Data supplied >>
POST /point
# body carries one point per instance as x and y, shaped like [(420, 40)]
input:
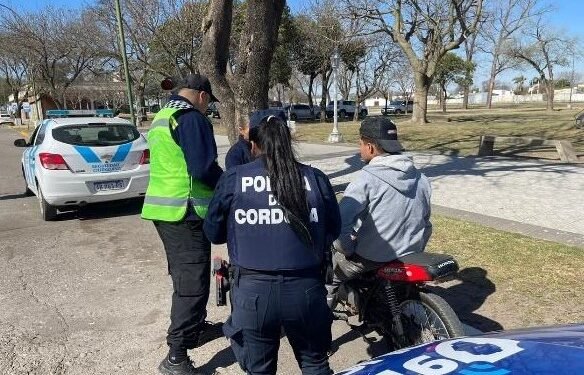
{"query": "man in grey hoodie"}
[(385, 211)]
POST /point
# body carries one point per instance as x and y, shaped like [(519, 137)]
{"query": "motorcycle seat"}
[(436, 266)]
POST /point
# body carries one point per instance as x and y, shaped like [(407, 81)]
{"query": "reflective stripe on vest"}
[(170, 187)]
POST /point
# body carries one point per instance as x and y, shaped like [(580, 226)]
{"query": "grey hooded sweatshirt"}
[(385, 211)]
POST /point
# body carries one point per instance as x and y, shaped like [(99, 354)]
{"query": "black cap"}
[(197, 82), (256, 117), (383, 130)]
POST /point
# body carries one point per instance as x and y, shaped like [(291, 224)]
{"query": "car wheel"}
[(48, 212), (27, 191)]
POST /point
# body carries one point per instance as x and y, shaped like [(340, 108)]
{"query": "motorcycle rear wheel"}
[(424, 320)]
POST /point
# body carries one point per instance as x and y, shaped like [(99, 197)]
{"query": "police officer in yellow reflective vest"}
[(183, 174)]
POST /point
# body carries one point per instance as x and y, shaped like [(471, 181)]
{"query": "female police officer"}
[(277, 216)]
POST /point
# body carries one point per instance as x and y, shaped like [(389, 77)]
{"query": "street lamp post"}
[(335, 136), (122, 42)]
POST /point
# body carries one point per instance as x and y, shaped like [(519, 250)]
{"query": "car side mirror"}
[(20, 143)]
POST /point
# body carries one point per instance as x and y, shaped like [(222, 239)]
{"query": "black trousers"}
[(262, 304), (188, 252)]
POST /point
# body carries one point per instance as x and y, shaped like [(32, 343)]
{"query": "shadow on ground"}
[(224, 358), (468, 296), (104, 210), (13, 196)]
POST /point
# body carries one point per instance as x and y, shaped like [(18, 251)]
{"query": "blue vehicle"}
[(552, 350)]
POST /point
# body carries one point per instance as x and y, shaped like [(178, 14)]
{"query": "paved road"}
[(88, 294)]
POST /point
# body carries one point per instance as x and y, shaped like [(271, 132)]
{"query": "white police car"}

Required work >>
Change every "body" in the rows above to "payload" and reproduce all the rows with nothing else altered. Leave the pictures out.

Exercise result >>
POST /point
# payload carries one point per instance as x and y, shaped like [(420, 40)]
input:
{"query": "man in grey hoodie"}
[(385, 211)]
POST /point
# payload carries one point per instance as x and y, shaped like [(519, 137)]
{"query": "motorcycle seat"}
[(436, 266)]
POST /point
# payload carries one point per instance as x and y, shaped like [(407, 81)]
{"query": "reflective stripe on vest"}
[(170, 187)]
POST /point
# payload carries one point per instance as x and y, shaped like [(580, 226)]
{"query": "grey hooded sweatshirt"}
[(385, 211)]
POST /point
# payload carries one point per instance as x and y, shaped like [(99, 354)]
{"query": "black cap"}
[(197, 82), (256, 117), (383, 130)]
POST /point
# payload carries one point per instance as x and y, shaped like [(291, 224)]
{"query": "car wheel"}
[(48, 212), (27, 191)]
POST /point
# payload carries one point per instance as x and y, shaped like [(340, 108)]
{"query": "motorcycle rear wheel"}
[(424, 320)]
POST /point
# payload carries one point per instance as x and y, shaped like [(99, 197)]
{"query": "police officer in yellow reflective vest"}
[(183, 174)]
POST /point
# payload carries one point per instance as x and y, shaped like [(471, 181)]
{"query": "female police officer"}
[(277, 216)]
POST /point
# payload carries one point per instance as x and y, shaped like [(389, 77)]
{"query": "street lamp post"}
[(335, 136), (122, 42)]
POST /point
# payload carries one point per instance as x and y, shaped like [(519, 250)]
{"query": "car side mirror"}
[(20, 143)]
POST /point
# payload carries one point per instance as x and y, shaped like [(222, 239)]
{"query": "black trousers"}
[(262, 304), (188, 252)]
POST /point
# payload carries one point per instance as x and y, shaped like [(32, 343)]
{"query": "shadow on ground"}
[(224, 358), (468, 296), (104, 210), (13, 196)]
POST /point
# payload carries one point per instance as x and y, shaped like [(18, 251)]
{"query": "blue vehicle"}
[(552, 350)]
POST /point
# payload carries one point per instance as x and y, shaped like [(178, 14)]
{"query": "paved road"}
[(88, 294)]
POST /point
# payload carries one point per instance as x and y, shaped like [(271, 132)]
{"query": "white police car"}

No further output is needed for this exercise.